Esa construcción de otredad implica la elaboración de un sujeto social que se vuelve depositario de todos los males y desgracias de la sociedad fungiendo como chivo expiatorio de todas las inequidades y violencias.
Ese enemigo de ocasión logra igualmente construir una identidad unitaria, un nosotros reconocible, en medio de la salvaje desarticulación social, proyectando la fantasía de un ideal social asequible y de fronteras demarcadas, donde no hay cabida para la diferencia ni para la disidencia.
Sobre esa base cultural de un otro amenazante frente a un nosotros amenazado se han edificado todos los integrismos y regímenes totalitarios de la historia. En nombre de esa causa se ha perseguido y exterminado a grupos humanos, siendo probablemente, la idea más nefasta y peligrosa de todos los tiempos.
Quienes manifiestan mayor rechazo a la inmigración, según estudios públicos recientes, son personas provenientes de los niveles socioeconómicos más bajos y son precisamente quienes tienen menor acceso a derechos sociales como educación, salud, vivienda, trabajo digno, esparcimiento y seguridad, quienes más alzan la voz reclamando por los efectos de la migrancia en su propio acceso a las ya frágiles prestaciones del Estado.

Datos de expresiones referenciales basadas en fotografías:
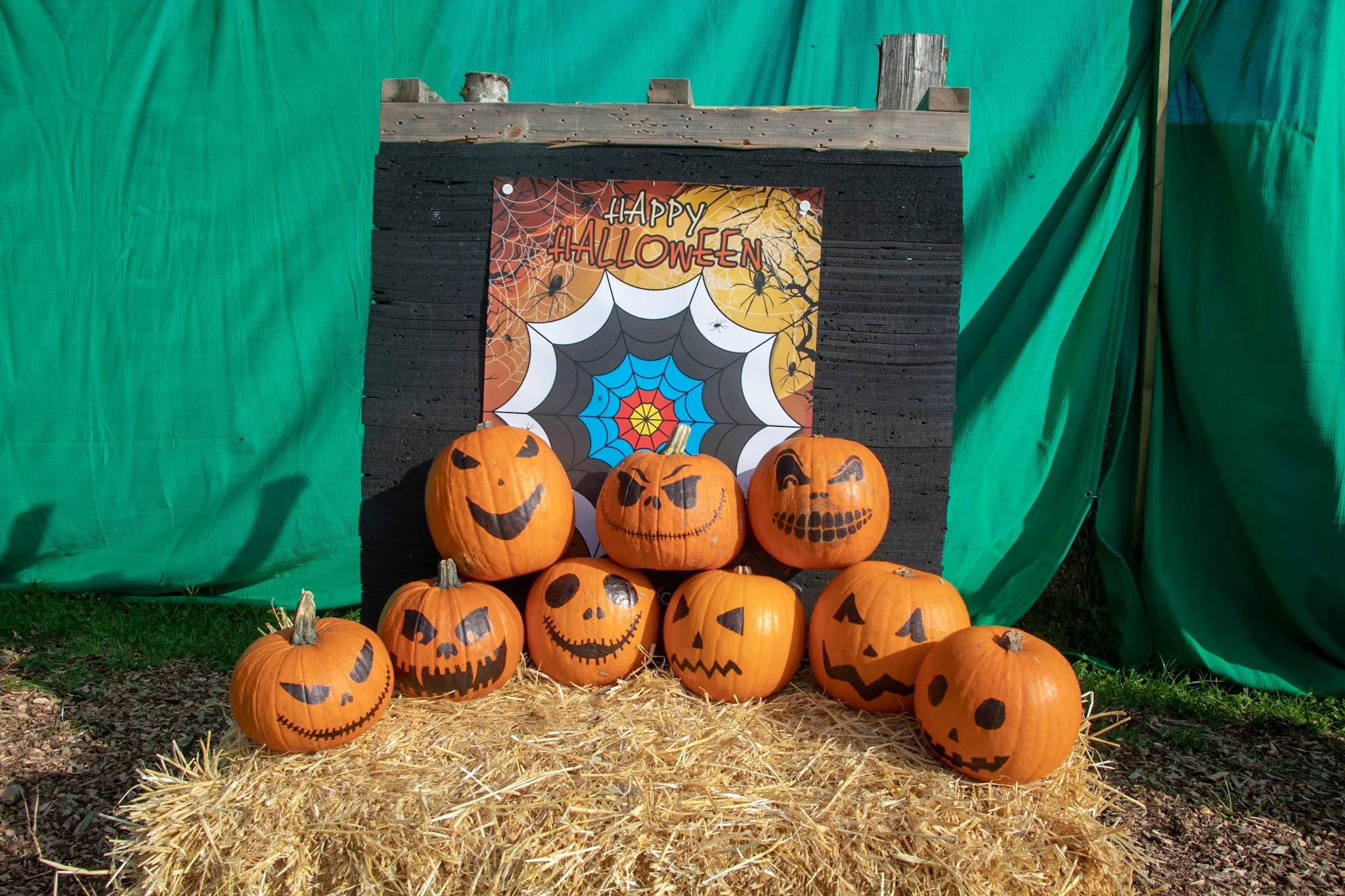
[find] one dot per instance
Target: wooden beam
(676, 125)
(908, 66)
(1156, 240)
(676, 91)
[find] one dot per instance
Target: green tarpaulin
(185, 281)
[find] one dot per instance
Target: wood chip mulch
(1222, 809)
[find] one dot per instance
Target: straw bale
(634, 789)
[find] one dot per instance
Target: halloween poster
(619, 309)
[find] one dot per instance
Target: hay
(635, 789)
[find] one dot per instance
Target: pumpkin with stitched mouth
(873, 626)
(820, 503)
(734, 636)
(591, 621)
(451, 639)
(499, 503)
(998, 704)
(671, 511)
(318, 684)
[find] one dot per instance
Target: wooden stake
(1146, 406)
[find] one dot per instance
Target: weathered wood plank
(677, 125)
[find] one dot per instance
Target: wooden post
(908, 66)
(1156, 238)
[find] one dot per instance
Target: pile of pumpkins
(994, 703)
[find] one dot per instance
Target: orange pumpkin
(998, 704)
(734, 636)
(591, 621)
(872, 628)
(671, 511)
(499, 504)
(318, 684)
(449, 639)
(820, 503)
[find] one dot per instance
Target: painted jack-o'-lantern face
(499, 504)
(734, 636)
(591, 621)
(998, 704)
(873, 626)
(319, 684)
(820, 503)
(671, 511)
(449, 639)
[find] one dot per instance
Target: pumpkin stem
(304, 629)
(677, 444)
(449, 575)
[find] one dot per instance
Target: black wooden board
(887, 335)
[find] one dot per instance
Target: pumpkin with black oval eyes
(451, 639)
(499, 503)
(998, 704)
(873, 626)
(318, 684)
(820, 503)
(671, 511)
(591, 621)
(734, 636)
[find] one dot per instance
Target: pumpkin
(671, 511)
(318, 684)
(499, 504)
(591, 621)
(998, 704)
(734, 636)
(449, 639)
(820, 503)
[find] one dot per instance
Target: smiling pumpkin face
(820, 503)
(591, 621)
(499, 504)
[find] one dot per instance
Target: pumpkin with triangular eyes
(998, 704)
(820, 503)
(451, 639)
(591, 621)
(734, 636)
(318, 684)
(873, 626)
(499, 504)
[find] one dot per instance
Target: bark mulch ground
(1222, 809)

**Tarea asignada 1**
Según el texto sobre la otredad y la inmigración, ¿por qué alzan la voz las personas de los niveles socioeconómicos más bajos? Responde en una a tres oraciones.
**Tarea asignada 2**
Reanuda el texto sobre la otredad y la inmigración a partir del punto en que se detiene.

**Respuesta 1**
Alzan la voz para reclamar por los efectos de la migración en su propio acceso a las prestaciones del Estado, que ya son frágiles. Son precisamente quienes tienen menor acceso a derechos sociales como educación, salud, vivienda, trabajo digno, esparcimiento y seguridad.

**Respuesta 2**
“Nos dan migajas y vienen otros a comérselas”, escuché decir una vez a una dirigenta vecinal. Y es que aunque éticamente cuestionable, en algún nivel el reclamo es comprensible, dado que en nuestro país enormes grupos humanos han sido postergados y arrojados a su propia suerte por el modelo político-social-económico, que ubica al estado en un rol escasamente subsidiario, generando políticas públicas asistencialistas y programas sociales hiperfocalizados que han construido una enorme red de clientes insatisfechos, compitiendo entre ellos por un subsidio, un bono, una cupo o una beca, más que una comunidad integrada de ciudadanos titulares de derechos movilizados por el bien común.
En ese escenario el migrante es un objetivo fácil para la crítica y el acoso, para ser culpado de nuestras miserias e injusticias sociales, haciendo emerger el racismo y lo peor de nuestra idiosincrasia y nuestro desprecio atávico por lo moreno, como resultante de una historia de colonización violenta y salvaje, generándonos una identidad borrosa y aspiracional que rápidamente hace suya la idea de que la piel oscura envuelve lo malo.
¿Quiénes son entonces los verdaderos causantes de nuestras tragedias?
¿A quiénes podemos asignar la responsabilidad de tantas personas mirando el crecimiento y el desarrollo desde la periferia, donde no alcanzan las camas de hospital, los cupos de sala cuna o las viviendas sociales?
Antes nos inventaron que la causa de nuestra pobreza eran los indios y la narrativa racista de su violencia y proverbial flojera, y que en la medida que nos asimilarnos culturalmente al primer mundo dejaríamos atrás ese lastre infame de primitivo subdesarrollo. Ese fue durante doscientos años nuestro enemigo imaginario, inventado por quienes se adueñaron de todo. Ahora es el migrante.
Mientras tanto quienes se enriquecen de la miseria ajena siguen administrando regulares dosis de miedo al otro, como antídoto a cualquier reclamo de justicia mientras continúa el saqueo por los siguientes doscientos años. Excluidos y marginados apuntando con el dedo a otros excluidos y marginados.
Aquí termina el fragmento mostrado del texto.